§ **VORGEGEBENER TEXT**:
⁂
In Jenfeld kocht die Stimmung schon hoch, bevor Flüchtlinge da sind. Ist die Stadt Schuld?
Die Lage ist derzeit durch die hohe Anzahl an Flüchtlingen, die jeden Tag ankommen, dramatisch. Es ist nicht immer gleich klar, wo man sie unterbringen kann. Ich denke, dass die Behörden sich Mühe geben, schnell etwas auf die Beine zu stellen. Da bleibt die Kommunikation ab und zu auf der Strecke. Genau das wollen wir heute diskutieren. Wir haben die zuständigen Institutionen zu Gast und werden versuchen, all diese Fragen zu beantworten.
Auch die Frage, was besser gemacht werden muss?
Auch darüber muss gesprochen werden und vor allem, wie die Unterbringung überhaupt organisiert wird. Darüber wissen wir alle wenig. Wie findet der Ablauf von Ankunft bis Unterbringung statt? In welchem Zeitraum passiert es?
⁂
§ **DATENZEILEN**:
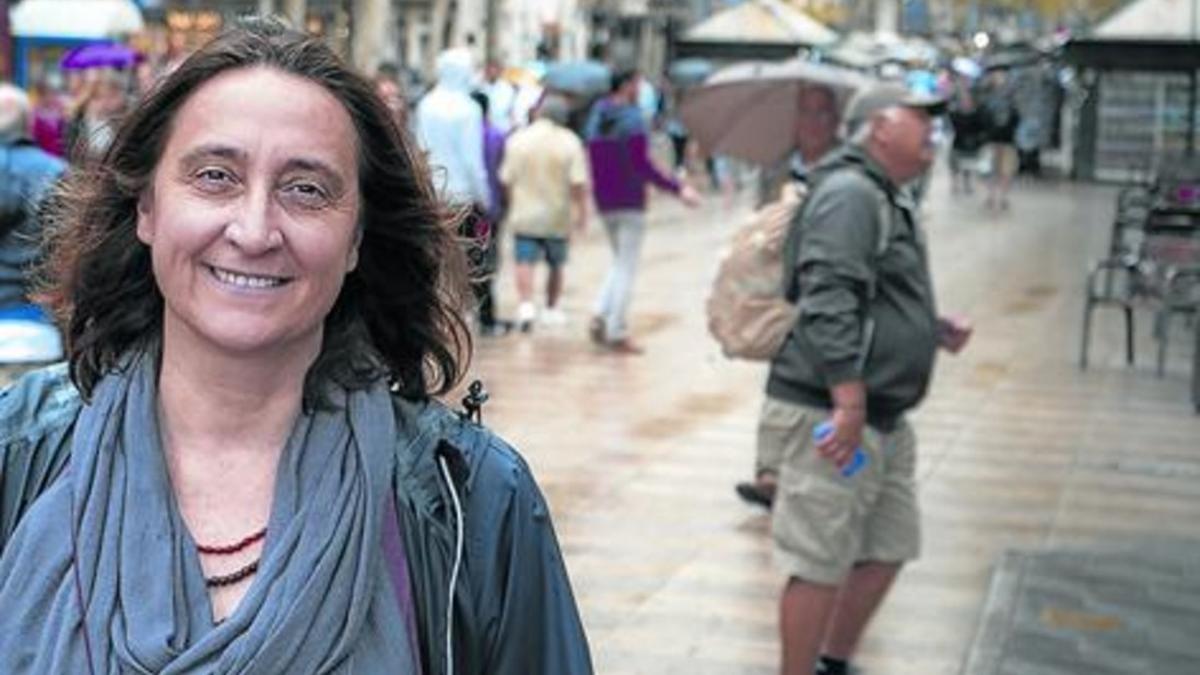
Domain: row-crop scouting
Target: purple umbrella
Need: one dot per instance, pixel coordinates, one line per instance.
⁂
§ **AUFGABENLISTE**:
a. Prüfen Sie, ob die folgenden Aussagen mit dem Text über die Unterbringung von Flüchtlingen in Jenfeld übereinstimmen: (i) Jeden Tag kommen viele Flüchtlinge an. (ii) Die zuständigen Institutionen nehmen an der Diskussion nicht teil. (iii) Der Ablauf von der Ankunft bis zur Unterbringung ist allen gut bekannt. Antworten Sie jeweils mit Ja oder Nein und belegen Sie dies mit einem wörtlichen Zitat aus dem Text.
b. Greifen Sie den Text über die Unterbringung von Flüchtlingen in Jenfeld an seinem letzten Satz auf und schreiben Sie ihn weiter.

§ **LÖSUNGEN ZUR ÜBUNG**:
a.
(i) Ja: „durch die hohe Anzahl an Flüchtlingen, die jeden Tag ankommen“
(ii) Nein: „Wir haben die zuständigen Institutionen zu Gast“
(iii) Nein: „Darüber wissen wir alle wenig.“

b.
Schon bei der Lampedusa-Gruppe gab sich Hamburg überfordert …
Die Lampedusa-Gruppe hat das Thema auf die politische Ebene gebracht und polarisiert, die Stadt ist seitdem vorsichtiger geworden. Heute haben wir es aber mit einer ganz anderen Dimension zu tun. Es kommt wöchentlich die Zahl einer Lampedusa-Gruppe an.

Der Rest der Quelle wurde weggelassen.